=== INFORMATION PROVIDED ===

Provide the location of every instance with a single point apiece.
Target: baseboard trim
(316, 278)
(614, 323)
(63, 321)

===

● WORK TO COMPLETE
With nothing added or dropped, write out every entry.

● EXERCISE RESULT
Provide the location of every instance with a single point apiece.
Target: baseboard trim
(316, 278)
(614, 323)
(63, 321)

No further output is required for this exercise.